■ Task description ■
Output the lines from the start of the records through the line containing "(1076, 274), (1115, 325)", inclusive, as a numbered list, leaving out any blank lines.

------ Record list ------

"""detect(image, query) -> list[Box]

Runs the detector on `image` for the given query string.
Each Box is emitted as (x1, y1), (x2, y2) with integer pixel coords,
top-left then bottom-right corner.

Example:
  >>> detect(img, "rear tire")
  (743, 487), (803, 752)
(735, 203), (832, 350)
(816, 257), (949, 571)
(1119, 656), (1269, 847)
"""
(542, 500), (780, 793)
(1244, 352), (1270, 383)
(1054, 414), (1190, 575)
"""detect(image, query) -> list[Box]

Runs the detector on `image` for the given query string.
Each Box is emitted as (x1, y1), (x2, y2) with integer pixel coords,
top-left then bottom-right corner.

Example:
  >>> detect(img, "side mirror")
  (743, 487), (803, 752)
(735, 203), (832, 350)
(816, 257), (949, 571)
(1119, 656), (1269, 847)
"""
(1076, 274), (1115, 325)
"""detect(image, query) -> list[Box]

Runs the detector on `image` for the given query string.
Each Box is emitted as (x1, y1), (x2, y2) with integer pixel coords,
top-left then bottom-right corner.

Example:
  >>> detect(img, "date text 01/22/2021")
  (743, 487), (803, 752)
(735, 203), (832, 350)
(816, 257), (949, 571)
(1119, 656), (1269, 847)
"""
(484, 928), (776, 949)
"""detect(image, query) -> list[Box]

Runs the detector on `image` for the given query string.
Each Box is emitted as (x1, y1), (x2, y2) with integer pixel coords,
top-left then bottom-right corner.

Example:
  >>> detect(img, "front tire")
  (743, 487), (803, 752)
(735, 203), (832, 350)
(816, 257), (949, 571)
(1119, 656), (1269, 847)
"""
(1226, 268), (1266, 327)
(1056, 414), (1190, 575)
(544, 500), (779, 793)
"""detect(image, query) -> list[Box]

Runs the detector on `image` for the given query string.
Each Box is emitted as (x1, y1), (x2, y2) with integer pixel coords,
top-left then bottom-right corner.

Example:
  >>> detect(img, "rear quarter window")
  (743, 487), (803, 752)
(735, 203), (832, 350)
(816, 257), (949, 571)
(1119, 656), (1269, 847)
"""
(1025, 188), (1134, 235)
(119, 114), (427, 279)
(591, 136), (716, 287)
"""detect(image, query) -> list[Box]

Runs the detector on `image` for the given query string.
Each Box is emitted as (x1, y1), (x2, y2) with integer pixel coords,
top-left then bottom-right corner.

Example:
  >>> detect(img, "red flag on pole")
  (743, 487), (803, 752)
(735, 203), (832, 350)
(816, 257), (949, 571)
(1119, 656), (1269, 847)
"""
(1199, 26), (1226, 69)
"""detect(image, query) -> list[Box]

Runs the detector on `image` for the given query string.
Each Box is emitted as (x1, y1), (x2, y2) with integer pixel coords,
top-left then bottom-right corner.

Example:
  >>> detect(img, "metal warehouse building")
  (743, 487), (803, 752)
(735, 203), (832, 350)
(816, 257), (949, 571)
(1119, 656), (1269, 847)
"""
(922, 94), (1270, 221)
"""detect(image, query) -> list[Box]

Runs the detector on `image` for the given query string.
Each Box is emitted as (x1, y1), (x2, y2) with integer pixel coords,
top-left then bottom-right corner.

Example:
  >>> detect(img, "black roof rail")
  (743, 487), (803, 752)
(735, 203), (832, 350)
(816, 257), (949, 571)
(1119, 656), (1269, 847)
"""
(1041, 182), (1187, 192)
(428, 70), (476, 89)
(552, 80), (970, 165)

------

■ Task answer ■
1. """detect(image, query) -> list[Box]
2. Runs the detector on `image` for the given query string.
3. Each Box is emitted as (x1, y1), (x2, y2) with integer pixel coords,
4. top-left then bottom-right corner.
5. Example:
6.   >>> detect(img, "rear tire")
7.   (743, 487), (803, 752)
8. (735, 203), (832, 350)
9. (816, 257), (949, 571)
10. (1119, 656), (1269, 847)
11. """
12. (542, 500), (780, 793)
13. (1244, 352), (1270, 383)
14. (1054, 414), (1190, 575)
15. """detect(image, query) -> list[Box]
16. Runs the detector on `image` for the given query string.
17. Each Box is emitted as (x1, y1), (x2, y2) with integer pixel coords,
18. top-left then bottom-right corner.
19. Example:
20.   >>> detect(img, "side mirror")
21.   (743, 487), (803, 752)
22. (735, 203), (832, 350)
23. (816, 257), (949, 571)
24. (1119, 656), (1269, 847)
25. """
26. (1076, 274), (1115, 325)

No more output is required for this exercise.